(Source material Opens)

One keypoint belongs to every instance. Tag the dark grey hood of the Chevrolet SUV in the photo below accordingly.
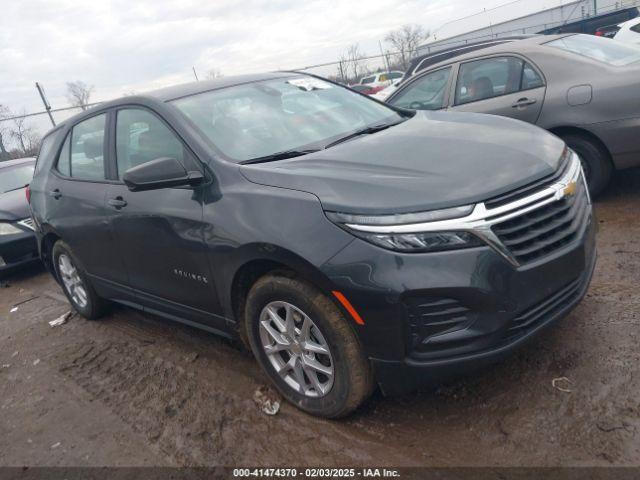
(433, 160)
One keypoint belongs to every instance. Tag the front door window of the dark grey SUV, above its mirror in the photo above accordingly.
(141, 137)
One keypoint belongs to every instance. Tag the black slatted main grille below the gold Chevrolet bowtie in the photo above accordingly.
(546, 229)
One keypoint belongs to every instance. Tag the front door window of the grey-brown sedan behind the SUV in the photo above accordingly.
(426, 93)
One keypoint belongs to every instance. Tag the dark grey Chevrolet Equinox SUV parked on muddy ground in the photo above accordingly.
(347, 242)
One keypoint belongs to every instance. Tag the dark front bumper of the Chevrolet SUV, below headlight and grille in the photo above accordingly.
(482, 306)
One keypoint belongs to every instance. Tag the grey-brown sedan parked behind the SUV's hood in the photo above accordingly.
(581, 87)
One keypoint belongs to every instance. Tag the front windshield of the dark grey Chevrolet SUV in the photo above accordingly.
(259, 119)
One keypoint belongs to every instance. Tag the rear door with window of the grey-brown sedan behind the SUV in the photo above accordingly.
(504, 85)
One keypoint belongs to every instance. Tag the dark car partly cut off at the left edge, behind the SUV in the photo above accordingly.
(17, 241)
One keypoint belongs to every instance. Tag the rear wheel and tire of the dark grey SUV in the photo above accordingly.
(89, 304)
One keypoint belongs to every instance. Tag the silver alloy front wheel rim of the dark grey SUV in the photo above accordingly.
(296, 349)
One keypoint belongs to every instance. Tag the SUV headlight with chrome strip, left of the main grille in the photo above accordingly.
(413, 242)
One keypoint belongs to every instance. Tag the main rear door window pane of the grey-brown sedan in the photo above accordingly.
(488, 78)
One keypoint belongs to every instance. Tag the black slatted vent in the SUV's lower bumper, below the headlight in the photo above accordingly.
(430, 317)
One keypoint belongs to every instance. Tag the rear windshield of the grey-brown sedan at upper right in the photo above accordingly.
(599, 48)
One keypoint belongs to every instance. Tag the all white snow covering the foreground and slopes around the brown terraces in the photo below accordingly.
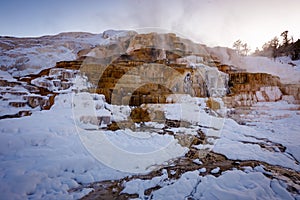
(47, 154)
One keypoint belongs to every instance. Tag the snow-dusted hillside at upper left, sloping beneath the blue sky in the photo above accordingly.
(23, 56)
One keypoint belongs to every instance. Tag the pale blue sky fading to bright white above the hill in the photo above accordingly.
(210, 22)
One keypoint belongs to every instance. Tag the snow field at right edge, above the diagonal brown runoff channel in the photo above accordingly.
(282, 127)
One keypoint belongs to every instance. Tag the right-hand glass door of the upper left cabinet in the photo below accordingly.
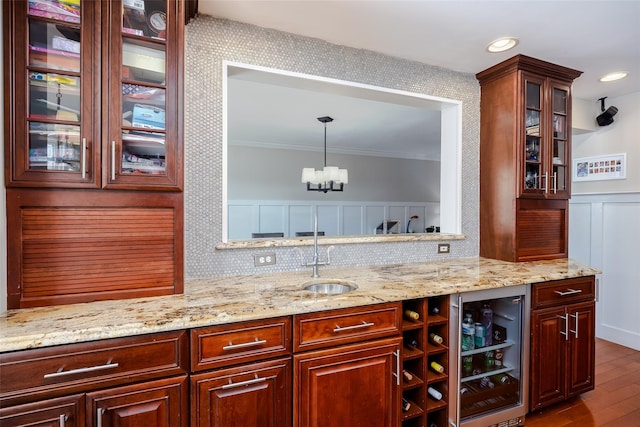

(Source material Closes)

What you will do =
Starting with the first entry and ending with the last, reproduce the listing exactly, without its pictures.

Solution to the problem =
One keypoint belongs to every instance. Tag the dark grey hood of the Chevrolet SUV in the photo below accordingly.
(433, 160)
One keypoint belongs to every instance. Tag the front door window of the dark grey SUV, above its mirror in the photo above accordingly.
(141, 137)
One keypoint belongs to every instance. Tag the black slatted main grille below the gold Chevrolet bowtie in the photo above accordingly.
(546, 229)
One keypoint belongs to every instance. Tag the front door window of the grey-brown sedan behind the SUV in the photo above accordingly.
(426, 93)
One keypoint belongs to every instance. Tag the dark grey Chevrolet Equinox SUV parked on muddy ground in the photo above accordingly.
(347, 242)
One keypoint belongs to every instance. Tag the dark front bumper of the Chevrolet SUV, below headlight and grille in the photo above accordingly.
(482, 306)
One keypoint belongs to every instance. Tag the grey-brown sedan parked behind the SUV's hood in the photo above accordingly.
(581, 87)
One keypoint belongs to every instance. Tag the front windshield of the dark grey Chevrolet SUV in the photo above accordingly.
(259, 119)
One keypoint belongs to every instance. Tag the rear door with window of the grey-brown sedan behind the SUV in the photo above accordingly.
(504, 85)
One keypoint belongs to every instance. Tag the dark car partly cut off at the left edge, behind the SUV in the photo above accordingly.
(17, 241)
One keypoint belongs to every instance. Tag the rear wheel and tire of the dark grey SUV in the photo above accordingly.
(89, 304)
One keypoint belongs to every instance. Tag the silver alloy front wheel rim of the dark grey SUV in the photo above accordingly.
(296, 349)
One keypoint belongs to every instance. Tag the SUV headlight with chrome strip, left of the main grille in the photo above accordingly.
(413, 242)
One keypoint belongs to every instance. Tag the main rear door window pane of the grey-brown sedan in the photo above accordingly.
(488, 78)
One keypoint belongs to every instance. Tag the black slatted vent in the SUV's lower bumper, below the headlight in the photo above accordingly.
(430, 317)
One keypoint belongs to every instance. Tag the rear windshield of the grey-brown sedan at upper right in the photo above accordingly.
(599, 48)
One keypoint belongs to every instance. Tag the all white snow covering the foreground and slopes around the brown terraces in the photo below accordingly.
(47, 154)
One keypoint belongs to every instance. Tag the snow-dusted hillside at upper left, sloping beneath the blue sky in the photo above accordingly.
(23, 56)
One keypoint belongs to every instance. Tag the pale blue sky fading to bright white above the hill in the photo above accordingly.
(210, 22)
One keypoint belongs to every instance. Tag the snow field at right edge, above the diagonal brown runoff channel in the photo above accordingly.
(282, 127)
One keypoint belongs to every instance. Tag the right-hand glass door of the upper left cabinet in the photo below accordingly.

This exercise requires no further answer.